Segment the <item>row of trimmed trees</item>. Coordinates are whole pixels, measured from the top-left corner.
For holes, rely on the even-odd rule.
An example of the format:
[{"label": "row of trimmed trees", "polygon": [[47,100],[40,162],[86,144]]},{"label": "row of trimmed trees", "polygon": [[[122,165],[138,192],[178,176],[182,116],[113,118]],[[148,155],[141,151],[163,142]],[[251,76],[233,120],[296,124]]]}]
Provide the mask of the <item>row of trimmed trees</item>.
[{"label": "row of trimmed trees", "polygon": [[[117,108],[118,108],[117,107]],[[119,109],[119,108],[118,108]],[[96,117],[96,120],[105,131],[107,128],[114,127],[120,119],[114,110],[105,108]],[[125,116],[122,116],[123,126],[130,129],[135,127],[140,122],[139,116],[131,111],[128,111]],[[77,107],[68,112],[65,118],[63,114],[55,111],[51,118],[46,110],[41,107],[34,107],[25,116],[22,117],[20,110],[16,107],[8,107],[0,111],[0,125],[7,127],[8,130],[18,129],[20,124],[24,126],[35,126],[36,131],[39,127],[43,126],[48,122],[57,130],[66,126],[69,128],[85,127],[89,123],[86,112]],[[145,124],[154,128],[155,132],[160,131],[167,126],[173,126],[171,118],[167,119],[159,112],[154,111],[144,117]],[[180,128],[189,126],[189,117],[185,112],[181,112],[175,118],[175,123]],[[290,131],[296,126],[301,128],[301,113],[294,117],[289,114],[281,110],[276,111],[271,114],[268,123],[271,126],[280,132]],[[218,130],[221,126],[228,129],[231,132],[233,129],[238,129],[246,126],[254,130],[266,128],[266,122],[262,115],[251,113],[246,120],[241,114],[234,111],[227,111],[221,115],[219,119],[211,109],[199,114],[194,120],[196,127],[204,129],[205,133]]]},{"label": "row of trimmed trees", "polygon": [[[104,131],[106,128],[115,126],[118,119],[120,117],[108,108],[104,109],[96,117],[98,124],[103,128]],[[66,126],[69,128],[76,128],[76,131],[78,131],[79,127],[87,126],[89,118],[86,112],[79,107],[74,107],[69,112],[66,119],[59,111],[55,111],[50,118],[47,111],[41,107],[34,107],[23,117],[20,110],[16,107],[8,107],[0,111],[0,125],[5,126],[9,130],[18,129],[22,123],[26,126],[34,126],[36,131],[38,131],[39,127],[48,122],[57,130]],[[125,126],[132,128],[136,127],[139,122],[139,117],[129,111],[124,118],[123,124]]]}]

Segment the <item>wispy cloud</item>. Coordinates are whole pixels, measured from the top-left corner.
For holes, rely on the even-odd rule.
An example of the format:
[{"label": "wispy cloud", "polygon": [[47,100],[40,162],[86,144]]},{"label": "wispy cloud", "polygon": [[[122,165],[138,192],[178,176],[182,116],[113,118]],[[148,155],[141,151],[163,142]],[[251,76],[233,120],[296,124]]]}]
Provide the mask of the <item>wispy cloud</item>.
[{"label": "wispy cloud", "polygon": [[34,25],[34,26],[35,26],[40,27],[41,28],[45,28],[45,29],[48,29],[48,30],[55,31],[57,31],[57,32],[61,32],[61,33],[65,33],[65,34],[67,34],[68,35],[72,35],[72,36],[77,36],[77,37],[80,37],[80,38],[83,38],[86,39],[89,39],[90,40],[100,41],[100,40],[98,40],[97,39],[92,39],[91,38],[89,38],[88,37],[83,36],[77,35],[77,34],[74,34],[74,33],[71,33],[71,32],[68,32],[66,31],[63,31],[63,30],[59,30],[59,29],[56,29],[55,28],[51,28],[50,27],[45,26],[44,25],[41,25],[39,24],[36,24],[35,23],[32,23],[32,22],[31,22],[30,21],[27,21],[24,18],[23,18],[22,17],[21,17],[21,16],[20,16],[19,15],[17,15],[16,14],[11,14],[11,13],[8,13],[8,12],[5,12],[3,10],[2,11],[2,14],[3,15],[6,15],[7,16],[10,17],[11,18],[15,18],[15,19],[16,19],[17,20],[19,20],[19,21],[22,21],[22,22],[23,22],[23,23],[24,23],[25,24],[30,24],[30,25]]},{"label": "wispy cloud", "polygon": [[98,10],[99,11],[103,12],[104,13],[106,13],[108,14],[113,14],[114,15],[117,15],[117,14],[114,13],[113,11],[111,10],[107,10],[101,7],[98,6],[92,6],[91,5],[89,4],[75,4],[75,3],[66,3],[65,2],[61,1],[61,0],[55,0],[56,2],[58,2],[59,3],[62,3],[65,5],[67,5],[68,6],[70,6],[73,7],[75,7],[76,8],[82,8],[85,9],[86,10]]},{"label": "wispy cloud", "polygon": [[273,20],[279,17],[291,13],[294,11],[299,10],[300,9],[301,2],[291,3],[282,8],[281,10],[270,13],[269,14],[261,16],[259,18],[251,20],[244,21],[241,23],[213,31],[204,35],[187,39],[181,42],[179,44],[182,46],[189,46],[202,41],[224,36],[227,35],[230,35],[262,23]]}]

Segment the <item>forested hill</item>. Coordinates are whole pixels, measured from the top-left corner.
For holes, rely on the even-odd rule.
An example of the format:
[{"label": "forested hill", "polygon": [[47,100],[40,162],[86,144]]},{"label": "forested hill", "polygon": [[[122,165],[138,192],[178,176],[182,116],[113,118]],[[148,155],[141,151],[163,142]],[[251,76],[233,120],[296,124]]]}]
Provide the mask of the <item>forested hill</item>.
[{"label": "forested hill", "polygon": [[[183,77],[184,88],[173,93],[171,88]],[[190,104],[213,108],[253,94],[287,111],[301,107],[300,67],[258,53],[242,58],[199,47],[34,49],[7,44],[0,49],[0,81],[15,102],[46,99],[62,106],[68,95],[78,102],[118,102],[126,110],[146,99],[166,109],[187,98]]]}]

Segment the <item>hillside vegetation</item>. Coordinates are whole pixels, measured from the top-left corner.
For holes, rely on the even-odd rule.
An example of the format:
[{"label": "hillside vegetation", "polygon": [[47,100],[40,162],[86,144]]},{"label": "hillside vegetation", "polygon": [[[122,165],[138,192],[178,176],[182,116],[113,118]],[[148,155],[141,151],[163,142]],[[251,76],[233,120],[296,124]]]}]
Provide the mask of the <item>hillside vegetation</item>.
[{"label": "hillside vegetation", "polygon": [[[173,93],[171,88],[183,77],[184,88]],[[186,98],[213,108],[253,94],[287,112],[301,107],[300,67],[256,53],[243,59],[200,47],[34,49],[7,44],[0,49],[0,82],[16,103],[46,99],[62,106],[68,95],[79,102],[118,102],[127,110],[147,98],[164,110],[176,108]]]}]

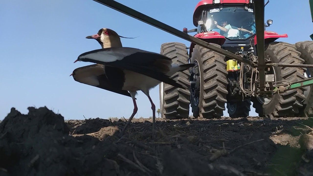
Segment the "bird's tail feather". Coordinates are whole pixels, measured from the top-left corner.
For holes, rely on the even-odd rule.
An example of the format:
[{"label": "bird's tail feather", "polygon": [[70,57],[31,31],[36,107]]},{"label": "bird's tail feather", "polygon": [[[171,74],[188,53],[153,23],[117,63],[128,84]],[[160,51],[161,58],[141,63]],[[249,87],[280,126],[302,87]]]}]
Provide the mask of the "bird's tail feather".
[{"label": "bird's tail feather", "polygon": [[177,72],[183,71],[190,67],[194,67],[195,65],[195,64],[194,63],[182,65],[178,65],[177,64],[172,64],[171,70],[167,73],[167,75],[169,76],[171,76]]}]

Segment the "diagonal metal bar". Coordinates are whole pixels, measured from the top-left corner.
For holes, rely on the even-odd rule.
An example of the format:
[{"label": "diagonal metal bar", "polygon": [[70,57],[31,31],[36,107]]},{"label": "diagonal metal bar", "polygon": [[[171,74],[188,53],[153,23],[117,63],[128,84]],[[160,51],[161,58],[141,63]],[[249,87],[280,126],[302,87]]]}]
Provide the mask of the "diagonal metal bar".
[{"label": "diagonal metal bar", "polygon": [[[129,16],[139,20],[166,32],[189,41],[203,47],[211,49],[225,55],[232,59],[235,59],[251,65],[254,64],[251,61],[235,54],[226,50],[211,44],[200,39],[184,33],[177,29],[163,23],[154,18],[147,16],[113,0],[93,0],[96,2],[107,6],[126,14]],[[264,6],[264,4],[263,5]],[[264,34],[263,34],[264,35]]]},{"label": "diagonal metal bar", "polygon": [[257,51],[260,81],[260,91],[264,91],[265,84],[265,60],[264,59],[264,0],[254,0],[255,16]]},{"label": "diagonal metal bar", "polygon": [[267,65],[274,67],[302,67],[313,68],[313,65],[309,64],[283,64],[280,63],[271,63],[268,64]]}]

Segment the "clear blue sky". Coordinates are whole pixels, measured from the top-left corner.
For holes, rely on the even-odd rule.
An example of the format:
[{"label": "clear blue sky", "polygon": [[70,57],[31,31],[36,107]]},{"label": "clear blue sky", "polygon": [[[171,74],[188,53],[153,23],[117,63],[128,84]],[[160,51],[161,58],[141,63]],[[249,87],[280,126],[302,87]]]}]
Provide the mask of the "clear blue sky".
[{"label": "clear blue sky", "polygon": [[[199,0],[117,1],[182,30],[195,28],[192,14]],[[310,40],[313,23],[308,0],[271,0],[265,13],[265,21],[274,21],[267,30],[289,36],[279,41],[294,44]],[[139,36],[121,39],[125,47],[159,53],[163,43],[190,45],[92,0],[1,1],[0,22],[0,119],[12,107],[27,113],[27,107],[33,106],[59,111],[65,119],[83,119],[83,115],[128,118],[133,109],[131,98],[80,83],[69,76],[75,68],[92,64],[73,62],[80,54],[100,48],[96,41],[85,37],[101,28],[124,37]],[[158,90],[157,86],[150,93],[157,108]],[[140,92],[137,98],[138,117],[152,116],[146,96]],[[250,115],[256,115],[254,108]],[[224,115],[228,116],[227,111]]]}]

* * * *

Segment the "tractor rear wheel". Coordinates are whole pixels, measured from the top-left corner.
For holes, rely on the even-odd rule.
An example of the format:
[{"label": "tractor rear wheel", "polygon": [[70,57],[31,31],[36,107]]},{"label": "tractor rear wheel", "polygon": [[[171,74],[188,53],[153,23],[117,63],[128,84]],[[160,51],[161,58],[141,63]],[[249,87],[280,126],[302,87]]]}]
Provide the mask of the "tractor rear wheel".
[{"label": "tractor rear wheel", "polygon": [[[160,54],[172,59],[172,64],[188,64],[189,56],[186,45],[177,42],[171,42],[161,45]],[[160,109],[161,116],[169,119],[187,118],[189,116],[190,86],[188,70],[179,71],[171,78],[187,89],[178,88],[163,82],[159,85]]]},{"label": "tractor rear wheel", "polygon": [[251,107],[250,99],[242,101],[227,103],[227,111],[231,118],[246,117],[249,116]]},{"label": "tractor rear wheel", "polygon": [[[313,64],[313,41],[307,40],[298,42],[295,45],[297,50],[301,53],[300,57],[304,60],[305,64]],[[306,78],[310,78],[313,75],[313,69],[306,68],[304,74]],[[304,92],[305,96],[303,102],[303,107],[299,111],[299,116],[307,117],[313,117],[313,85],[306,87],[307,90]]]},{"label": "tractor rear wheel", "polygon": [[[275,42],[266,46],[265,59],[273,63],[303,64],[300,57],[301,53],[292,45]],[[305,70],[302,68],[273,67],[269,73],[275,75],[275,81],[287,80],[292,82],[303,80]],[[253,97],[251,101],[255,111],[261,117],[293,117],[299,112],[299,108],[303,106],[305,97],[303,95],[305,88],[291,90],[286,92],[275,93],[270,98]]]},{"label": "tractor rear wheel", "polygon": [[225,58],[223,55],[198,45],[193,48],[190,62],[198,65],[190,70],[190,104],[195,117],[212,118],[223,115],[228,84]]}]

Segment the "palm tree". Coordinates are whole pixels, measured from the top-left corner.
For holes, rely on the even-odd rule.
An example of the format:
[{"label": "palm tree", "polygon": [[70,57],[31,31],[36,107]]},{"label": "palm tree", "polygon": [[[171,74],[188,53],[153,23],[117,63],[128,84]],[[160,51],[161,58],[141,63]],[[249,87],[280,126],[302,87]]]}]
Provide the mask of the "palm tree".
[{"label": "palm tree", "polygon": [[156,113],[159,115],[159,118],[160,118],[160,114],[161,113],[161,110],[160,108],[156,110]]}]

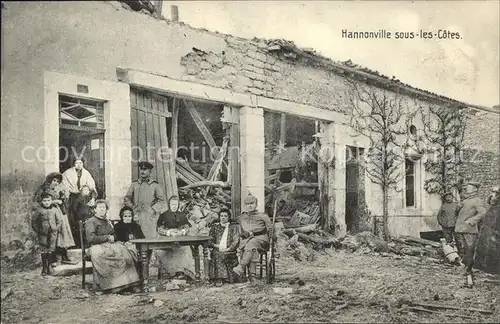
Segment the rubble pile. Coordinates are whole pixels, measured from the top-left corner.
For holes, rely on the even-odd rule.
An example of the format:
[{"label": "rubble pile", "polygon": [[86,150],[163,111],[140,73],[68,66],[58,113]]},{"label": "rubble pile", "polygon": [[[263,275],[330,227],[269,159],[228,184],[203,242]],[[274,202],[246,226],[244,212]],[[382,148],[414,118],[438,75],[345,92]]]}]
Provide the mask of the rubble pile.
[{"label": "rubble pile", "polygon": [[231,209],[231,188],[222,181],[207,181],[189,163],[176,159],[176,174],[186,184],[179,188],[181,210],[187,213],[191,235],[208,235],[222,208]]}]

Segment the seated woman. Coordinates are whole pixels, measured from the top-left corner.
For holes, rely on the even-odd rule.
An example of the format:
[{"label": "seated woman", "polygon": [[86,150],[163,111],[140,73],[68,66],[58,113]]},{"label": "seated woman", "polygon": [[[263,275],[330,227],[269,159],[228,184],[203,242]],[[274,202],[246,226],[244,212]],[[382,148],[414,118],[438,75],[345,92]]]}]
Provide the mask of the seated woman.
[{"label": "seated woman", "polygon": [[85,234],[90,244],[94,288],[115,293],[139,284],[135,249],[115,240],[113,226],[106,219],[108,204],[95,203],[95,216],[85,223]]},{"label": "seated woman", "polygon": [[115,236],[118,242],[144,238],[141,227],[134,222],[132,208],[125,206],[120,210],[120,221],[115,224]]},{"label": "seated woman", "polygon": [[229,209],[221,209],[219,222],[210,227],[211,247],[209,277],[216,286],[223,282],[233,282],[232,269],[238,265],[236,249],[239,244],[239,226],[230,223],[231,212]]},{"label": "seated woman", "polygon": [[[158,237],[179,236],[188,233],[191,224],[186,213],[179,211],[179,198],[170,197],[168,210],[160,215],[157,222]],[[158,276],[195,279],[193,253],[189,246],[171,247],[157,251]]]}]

* * * *

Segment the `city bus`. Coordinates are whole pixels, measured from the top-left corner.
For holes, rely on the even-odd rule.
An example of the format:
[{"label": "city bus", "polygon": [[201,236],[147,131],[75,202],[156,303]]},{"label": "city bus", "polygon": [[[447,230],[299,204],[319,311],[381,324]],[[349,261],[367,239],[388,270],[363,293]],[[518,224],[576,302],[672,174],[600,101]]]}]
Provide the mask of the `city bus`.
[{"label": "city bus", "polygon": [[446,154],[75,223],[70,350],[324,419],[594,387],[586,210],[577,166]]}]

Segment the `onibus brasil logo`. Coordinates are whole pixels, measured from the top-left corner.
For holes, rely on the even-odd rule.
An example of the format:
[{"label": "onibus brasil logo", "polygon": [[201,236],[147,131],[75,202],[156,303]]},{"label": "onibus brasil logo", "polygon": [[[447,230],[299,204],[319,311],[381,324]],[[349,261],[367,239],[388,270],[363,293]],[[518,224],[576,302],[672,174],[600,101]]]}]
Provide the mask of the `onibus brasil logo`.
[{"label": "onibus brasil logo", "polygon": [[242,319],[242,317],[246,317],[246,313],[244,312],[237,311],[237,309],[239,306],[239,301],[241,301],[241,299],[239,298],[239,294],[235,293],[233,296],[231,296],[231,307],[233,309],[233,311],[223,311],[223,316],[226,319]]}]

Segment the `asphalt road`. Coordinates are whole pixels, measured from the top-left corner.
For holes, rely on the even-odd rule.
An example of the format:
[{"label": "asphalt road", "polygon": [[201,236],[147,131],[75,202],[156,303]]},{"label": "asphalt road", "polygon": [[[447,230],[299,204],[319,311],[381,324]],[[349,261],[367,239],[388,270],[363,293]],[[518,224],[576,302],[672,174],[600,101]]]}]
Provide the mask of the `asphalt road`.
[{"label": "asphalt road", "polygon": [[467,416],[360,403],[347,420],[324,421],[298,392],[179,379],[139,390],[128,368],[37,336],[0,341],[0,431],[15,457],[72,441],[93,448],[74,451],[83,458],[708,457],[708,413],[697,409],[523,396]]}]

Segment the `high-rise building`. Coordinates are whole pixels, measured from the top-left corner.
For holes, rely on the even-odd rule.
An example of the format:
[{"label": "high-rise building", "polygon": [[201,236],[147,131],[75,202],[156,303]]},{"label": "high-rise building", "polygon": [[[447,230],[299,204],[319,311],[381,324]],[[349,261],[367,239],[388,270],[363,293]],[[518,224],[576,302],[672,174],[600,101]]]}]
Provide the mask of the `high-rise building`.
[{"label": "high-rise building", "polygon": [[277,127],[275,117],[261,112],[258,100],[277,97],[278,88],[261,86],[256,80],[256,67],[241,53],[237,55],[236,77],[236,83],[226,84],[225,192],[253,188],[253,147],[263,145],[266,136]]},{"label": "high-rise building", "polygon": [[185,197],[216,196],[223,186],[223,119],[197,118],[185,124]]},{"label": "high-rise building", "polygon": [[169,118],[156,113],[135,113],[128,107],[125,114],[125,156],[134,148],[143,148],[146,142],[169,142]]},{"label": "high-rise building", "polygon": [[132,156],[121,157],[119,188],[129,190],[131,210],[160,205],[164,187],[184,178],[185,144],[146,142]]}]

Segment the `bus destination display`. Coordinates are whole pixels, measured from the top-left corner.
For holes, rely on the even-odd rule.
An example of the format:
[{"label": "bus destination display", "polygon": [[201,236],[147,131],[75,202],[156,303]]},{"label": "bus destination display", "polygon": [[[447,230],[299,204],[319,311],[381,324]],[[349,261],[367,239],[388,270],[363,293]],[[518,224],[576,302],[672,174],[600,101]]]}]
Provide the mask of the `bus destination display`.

* * * *

- Votre objectif
Dénombrez les lignes du matériel ci-dessus où figure la chaîne « feather ». Indiquez seulement ce nombre.

- Réponse
4